Exercise directions → Rewrite the material below, swapping every "Example" for "Sample" and leaving everything else unchanged.

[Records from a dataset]
_____

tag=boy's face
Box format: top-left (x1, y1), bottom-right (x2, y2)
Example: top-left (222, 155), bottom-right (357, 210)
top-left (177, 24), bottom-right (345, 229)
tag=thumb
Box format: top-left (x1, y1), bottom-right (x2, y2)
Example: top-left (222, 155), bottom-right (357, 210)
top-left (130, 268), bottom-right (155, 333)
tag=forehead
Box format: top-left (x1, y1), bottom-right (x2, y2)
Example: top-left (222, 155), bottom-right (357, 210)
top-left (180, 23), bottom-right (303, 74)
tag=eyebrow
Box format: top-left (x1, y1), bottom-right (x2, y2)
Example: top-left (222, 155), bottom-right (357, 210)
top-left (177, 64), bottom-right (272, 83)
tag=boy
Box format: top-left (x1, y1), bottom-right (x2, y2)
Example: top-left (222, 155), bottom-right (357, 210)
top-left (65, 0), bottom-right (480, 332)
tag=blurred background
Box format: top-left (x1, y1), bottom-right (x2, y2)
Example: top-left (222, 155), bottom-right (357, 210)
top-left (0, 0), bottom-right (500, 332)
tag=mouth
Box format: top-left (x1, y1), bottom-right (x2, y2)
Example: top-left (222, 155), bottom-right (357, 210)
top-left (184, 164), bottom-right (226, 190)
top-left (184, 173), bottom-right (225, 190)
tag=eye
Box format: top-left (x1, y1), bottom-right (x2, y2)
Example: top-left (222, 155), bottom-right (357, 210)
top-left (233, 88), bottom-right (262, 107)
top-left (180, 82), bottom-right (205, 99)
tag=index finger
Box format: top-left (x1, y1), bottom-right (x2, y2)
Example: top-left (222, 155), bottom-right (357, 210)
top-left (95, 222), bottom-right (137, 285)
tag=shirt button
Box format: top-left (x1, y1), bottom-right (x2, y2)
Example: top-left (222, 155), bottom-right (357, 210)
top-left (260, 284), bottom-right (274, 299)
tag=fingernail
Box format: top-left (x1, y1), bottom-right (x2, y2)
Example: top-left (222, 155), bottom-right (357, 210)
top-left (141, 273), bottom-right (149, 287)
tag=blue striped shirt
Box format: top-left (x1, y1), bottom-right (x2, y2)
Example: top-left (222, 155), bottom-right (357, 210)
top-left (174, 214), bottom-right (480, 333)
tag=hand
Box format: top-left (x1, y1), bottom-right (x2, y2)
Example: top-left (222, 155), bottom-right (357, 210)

_____

Result →
tag=boy's face
Box format: top-left (x1, y1), bottom-right (x2, y2)
Sample: top-left (222, 155), bottom-right (357, 210)
top-left (177, 24), bottom-right (345, 229)
tag=thumb
Box format: top-left (x1, y1), bottom-right (x2, y2)
Sample: top-left (222, 155), bottom-right (357, 210)
top-left (130, 268), bottom-right (155, 333)
tag=forehead
Box format: top-left (x1, y1), bottom-right (x2, y2)
Sample: top-left (222, 155), bottom-right (357, 210)
top-left (180, 23), bottom-right (303, 74)
tag=eyebrow
Box format: top-left (x1, y1), bottom-right (x2, y2)
Sample: top-left (222, 155), bottom-right (357, 210)
top-left (177, 64), bottom-right (272, 83)
tag=boy
Box format: top-left (x1, y1), bottom-right (x2, y2)
Sample: top-left (222, 155), bottom-right (357, 210)
top-left (65, 0), bottom-right (480, 332)
tag=blurred background
Box format: top-left (x1, y1), bottom-right (x2, y2)
Sample: top-left (222, 155), bottom-right (357, 210)
top-left (0, 0), bottom-right (500, 332)
tag=mouth
Box format: top-left (x1, y1), bottom-right (x2, y2)
Sample: top-left (222, 155), bottom-right (357, 210)
top-left (184, 164), bottom-right (226, 190)
top-left (184, 173), bottom-right (225, 190)
tag=eye
Box format: top-left (x1, y1), bottom-right (x2, y2)
Sample: top-left (222, 155), bottom-right (357, 210)
top-left (233, 88), bottom-right (262, 107)
top-left (180, 82), bottom-right (205, 99)
tag=index finger
Box format: top-left (x1, y1), bottom-right (x2, y2)
Sample: top-left (222, 155), bottom-right (357, 210)
top-left (95, 222), bottom-right (137, 285)
tag=shirt button
Box format: top-left (x1, y1), bottom-right (x2, y2)
Sample: top-left (222, 155), bottom-right (357, 210)
top-left (260, 284), bottom-right (274, 299)
tag=fingernail
Box format: top-left (x1, y1), bottom-right (x2, y2)
Sample: top-left (222, 155), bottom-right (357, 210)
top-left (141, 273), bottom-right (149, 287)
tag=blue striped shirt
Box format: top-left (x1, y1), bottom-right (x2, y2)
Sample: top-left (222, 155), bottom-right (357, 210)
top-left (174, 214), bottom-right (480, 333)
tag=hand
Box format: top-left (x1, y1), bottom-right (x2, y2)
Sample: top-left (222, 155), bottom-right (357, 210)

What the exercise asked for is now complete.